Task brief — Reproduce the full listing that appears beneath this instruction exactly.
══ Material for this exercise
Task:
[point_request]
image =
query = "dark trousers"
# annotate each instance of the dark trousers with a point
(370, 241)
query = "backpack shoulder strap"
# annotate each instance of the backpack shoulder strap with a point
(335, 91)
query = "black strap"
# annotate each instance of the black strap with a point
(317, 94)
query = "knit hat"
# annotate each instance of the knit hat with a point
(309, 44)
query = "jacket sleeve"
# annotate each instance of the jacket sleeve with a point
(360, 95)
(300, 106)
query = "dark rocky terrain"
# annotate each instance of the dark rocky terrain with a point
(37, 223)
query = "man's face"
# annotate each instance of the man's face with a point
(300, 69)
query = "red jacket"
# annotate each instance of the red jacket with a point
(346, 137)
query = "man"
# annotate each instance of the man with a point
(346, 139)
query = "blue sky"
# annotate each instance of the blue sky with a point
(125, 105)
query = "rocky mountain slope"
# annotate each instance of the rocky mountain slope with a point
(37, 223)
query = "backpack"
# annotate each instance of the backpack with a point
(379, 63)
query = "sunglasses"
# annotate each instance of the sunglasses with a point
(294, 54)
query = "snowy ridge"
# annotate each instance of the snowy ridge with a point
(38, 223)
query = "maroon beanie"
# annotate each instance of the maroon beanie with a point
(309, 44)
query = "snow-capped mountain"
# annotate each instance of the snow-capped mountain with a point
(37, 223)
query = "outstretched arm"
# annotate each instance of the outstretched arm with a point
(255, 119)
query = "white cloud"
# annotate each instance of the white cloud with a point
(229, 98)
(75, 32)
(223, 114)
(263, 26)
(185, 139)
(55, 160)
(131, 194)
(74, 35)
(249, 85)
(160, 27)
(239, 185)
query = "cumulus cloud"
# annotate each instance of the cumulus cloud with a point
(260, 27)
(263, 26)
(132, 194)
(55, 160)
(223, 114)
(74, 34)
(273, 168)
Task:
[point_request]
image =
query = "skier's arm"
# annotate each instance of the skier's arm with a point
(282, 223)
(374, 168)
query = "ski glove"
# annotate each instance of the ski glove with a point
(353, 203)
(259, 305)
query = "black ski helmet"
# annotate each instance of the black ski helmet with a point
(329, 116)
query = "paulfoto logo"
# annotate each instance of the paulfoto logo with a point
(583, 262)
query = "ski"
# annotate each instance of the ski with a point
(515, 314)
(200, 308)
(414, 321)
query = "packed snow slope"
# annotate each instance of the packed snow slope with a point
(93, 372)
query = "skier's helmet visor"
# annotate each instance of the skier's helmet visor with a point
════
Written answer —
Task:
[point_request]
image =
query = "dark trousers"
# annotate each instance of the dark trousers with a point
(370, 241)
query = "backpack shoulder strap"
# annotate each instance of the backpack shoulder strap with a point
(335, 91)
query = "black strap"
# annotate each instance of the black strap with a point
(317, 94)
query = "knit hat"
# annotate each instance of the knit hat with a point
(309, 44)
query = "jacket sleeve"
# annotate each instance of the jacket sleeve with a point
(360, 95)
(300, 106)
query = "dark rocky terrain"
# annotate each instance of the dark rocky terrain with a point
(37, 223)
query = "man's face"
# annotate each instance of the man's face with a point
(300, 69)
query = "red jacket"
# annotate each instance of the red jacket with a point
(346, 137)
query = "man"
# annotate each instance of the man with a point
(346, 139)
query = "blue sky"
# annotate each instance of the blue sky with a point
(125, 105)
query = "rocky mountain slope"
# annotate each instance of the rocky mountain slope with a point
(37, 223)
query = "backpack"
# annotate each instance of the backpack with a point
(379, 63)
query = "sunglasses"
# annotate each instance of the sunglasses with a point
(294, 54)
query = "snowy ridge"
# annotate each instance of the snowy ridge with a point
(38, 223)
query = "maroon beanie"
# annotate each instance of the maroon beanie with a point
(309, 44)
query = "snow-capped mountain"
# annotate each instance of the snow-capped mountain with a point
(37, 223)
query = "outstretched arm"
# annotate each instance of the outstretched arm with a point
(255, 119)
query = "white cloud"
# annotate each instance of the white cloud with a point
(229, 98)
(75, 32)
(223, 114)
(263, 26)
(185, 139)
(55, 160)
(131, 194)
(74, 35)
(249, 85)
(160, 27)
(239, 185)
query = "cumulus cloud"
# annotate each instance of the cumulus cloud with a point
(260, 27)
(263, 26)
(132, 194)
(55, 160)
(223, 114)
(74, 34)
(273, 168)
Task:
[point_request]
image =
query = "skier's arm"
# annotate each instance of the skier's arm with a point
(282, 223)
(374, 168)
query = "ski glove"
# annotate each instance of the ski glove with a point
(353, 203)
(259, 305)
query = "black ski helmet"
# annotate each instance of the black ski helmet with a point
(329, 116)
query = "paulfoto logo"
# annotate each instance of the paulfoto logo with a point
(583, 262)
query = "ski"
# annotate each instance of the ski with a point
(515, 314)
(200, 308)
(414, 321)
query = "packed snow slope"
# annotate each instance of the packed snow slope with a point
(93, 372)
query = "skier's helmet visor"
# annotate each instance of the skier's helmet visor with a point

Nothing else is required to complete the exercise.